__What is asked__:
Put the lines below that run from the one containing "Provide one point per instance of the shower door" through the one containing "127), (220, 123)]", both included, into a Markdown table with the columns Row and Line. Number each row and skip blank lines.

Data records

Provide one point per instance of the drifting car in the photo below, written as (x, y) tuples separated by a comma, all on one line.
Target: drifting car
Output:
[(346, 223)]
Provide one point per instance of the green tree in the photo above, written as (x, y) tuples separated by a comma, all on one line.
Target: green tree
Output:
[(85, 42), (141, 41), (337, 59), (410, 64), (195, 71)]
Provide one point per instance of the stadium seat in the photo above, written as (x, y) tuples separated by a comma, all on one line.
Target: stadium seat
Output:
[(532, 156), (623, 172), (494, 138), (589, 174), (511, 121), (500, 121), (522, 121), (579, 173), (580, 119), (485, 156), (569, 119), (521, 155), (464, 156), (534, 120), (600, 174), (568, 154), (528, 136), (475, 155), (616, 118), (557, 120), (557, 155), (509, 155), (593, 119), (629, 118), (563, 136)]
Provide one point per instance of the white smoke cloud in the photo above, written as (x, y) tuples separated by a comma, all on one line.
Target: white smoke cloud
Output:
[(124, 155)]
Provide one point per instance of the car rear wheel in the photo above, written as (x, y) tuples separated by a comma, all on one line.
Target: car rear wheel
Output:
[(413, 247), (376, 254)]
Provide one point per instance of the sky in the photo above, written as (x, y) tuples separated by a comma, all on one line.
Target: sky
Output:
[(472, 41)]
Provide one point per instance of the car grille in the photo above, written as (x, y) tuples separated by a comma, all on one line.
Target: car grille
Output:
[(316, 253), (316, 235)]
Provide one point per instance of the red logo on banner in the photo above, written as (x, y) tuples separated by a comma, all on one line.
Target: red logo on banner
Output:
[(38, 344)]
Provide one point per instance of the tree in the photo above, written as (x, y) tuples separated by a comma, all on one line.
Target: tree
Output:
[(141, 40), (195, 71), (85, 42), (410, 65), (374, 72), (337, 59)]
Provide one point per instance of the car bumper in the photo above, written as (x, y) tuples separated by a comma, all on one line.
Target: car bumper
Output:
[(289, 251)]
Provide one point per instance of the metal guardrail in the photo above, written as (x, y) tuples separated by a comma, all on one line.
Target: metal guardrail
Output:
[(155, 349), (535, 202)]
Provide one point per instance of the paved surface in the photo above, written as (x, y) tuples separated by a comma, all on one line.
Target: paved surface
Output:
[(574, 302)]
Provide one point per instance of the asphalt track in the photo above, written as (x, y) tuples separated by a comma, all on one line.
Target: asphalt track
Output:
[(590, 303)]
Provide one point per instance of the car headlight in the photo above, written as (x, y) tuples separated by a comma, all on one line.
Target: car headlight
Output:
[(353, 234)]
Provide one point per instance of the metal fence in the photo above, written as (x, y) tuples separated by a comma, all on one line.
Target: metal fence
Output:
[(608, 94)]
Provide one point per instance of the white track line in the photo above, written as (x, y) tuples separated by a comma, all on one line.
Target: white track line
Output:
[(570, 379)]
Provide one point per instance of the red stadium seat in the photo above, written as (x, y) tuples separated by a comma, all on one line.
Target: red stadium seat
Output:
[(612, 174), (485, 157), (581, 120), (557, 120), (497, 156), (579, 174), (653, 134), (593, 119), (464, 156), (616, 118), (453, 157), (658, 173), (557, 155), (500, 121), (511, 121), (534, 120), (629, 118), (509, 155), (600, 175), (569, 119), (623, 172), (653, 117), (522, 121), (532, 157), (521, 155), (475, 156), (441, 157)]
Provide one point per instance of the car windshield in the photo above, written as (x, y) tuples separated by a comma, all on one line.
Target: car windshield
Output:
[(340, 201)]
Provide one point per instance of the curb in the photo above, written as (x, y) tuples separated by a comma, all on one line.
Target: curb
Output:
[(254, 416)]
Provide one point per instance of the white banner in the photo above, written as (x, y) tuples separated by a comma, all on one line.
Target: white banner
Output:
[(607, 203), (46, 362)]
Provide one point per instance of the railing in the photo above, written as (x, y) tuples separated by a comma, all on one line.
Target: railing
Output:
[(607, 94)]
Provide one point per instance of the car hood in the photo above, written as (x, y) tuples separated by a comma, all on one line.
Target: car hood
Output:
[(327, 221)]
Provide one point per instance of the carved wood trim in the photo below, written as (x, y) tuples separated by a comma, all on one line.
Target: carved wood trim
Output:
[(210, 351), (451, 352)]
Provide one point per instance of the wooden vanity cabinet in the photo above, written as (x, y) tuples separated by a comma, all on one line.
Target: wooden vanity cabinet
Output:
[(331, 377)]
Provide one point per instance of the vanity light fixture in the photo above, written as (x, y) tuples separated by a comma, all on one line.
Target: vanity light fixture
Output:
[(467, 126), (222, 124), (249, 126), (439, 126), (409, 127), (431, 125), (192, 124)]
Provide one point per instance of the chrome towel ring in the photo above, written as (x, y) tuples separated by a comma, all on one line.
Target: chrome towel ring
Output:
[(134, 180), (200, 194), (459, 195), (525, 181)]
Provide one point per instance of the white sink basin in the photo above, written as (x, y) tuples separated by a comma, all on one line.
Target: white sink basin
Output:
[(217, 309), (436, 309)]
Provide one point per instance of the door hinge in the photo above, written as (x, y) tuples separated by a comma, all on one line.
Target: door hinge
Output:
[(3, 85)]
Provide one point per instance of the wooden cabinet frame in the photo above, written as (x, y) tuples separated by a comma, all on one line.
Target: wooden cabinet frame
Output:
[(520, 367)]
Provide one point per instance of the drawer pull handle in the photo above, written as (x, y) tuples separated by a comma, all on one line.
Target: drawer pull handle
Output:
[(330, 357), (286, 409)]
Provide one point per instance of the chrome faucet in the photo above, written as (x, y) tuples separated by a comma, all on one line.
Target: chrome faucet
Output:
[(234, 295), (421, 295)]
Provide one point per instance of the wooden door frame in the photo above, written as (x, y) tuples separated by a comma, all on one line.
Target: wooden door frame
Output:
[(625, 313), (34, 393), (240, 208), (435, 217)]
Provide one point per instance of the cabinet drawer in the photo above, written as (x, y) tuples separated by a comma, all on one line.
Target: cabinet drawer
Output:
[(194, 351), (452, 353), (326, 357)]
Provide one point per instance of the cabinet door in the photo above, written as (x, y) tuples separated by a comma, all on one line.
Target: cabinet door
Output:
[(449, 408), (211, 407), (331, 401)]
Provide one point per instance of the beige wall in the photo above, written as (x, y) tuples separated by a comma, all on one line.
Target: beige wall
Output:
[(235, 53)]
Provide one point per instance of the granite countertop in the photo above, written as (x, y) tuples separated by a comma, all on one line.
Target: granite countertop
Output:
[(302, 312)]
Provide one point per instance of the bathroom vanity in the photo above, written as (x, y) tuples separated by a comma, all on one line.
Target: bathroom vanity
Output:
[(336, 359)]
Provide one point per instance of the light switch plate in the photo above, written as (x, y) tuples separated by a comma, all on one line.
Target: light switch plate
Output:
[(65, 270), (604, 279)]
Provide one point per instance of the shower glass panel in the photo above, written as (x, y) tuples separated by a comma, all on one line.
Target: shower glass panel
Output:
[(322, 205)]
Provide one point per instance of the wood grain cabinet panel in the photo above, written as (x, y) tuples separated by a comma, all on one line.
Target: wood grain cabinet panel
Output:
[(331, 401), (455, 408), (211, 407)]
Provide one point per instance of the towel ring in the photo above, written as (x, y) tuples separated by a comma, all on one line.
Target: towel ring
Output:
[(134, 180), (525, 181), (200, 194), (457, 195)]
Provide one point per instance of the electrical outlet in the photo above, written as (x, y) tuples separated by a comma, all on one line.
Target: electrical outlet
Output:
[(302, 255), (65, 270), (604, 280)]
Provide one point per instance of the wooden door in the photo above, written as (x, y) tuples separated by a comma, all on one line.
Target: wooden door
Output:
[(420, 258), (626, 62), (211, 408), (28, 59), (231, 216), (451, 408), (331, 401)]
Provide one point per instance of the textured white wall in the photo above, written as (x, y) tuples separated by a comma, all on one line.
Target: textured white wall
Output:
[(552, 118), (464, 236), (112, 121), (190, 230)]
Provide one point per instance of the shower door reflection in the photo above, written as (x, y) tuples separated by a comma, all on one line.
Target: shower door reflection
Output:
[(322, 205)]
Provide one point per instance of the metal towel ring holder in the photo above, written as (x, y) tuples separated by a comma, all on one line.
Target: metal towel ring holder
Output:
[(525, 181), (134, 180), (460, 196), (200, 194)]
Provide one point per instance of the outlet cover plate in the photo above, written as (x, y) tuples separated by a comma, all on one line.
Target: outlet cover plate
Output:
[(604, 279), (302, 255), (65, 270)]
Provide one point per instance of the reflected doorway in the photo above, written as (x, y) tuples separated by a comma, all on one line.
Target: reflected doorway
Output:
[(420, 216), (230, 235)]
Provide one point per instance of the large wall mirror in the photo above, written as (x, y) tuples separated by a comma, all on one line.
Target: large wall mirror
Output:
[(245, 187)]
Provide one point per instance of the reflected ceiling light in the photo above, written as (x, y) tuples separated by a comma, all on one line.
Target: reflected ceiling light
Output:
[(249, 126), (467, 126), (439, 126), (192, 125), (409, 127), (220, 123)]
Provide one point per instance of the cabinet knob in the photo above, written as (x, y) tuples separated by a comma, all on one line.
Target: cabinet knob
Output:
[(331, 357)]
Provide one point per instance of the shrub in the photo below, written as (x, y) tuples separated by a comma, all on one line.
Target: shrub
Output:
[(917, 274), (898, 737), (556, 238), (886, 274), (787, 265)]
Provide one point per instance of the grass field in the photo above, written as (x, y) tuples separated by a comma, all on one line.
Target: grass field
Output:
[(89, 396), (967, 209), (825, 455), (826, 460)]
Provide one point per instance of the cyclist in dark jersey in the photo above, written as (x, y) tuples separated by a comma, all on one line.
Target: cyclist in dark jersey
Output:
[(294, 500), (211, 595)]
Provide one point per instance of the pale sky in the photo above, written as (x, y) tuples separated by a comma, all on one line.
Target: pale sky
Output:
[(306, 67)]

__Written answer__:
| Row | Line |
|---|---|
| 1 | Provide one point per instance of the shower door reflection in the photo above, written as (x, y) tuples separated by a comma, all on one line. |
| 2 | Target: shower door reflection |
| 3 | Output: |
| 4 | [(322, 205)] |
| 5 | Provide one point per instance of the metal towel ring holder in the photo above, written as (x, y) tuples separated by a comma, all on one line. |
| 6 | Target: metal towel ring holder |
| 7 | Output: |
| 8 | [(525, 181), (134, 180), (460, 196), (200, 194)] |
| 9 | Provide one point per instance of the outlet cover plate in the photo above, written as (x, y) tuples separated by a comma, all on one line. |
| 10 | Target: outlet cover plate |
| 11 | Output: |
| 12 | [(604, 279), (302, 255), (65, 270)] |
| 13 | Provide one point per instance of the reflected doorway in the photo above, written as (x, y) tuples separated by a comma, all on one line. |
| 14 | Target: reflected doorway |
| 15 | Output: |
| 16 | [(420, 216), (230, 235)] |
| 17 | Provide one point per instance of the large wall mirror in the photo above, written as (x, y) tuples separated by a comma, all on one line. |
| 18 | Target: large wall mirror |
| 19 | Output: |
| 20 | [(245, 187)] |
| 21 | Provide one point per instance of the reflected ceiling light in the photo above, written as (x, y) tuples separated by a comma, all on one line. |
| 22 | Target: reflected ceiling light |
| 23 | Output: |
| 24 | [(249, 126), (467, 126), (439, 126), (192, 125), (409, 127), (220, 123)] |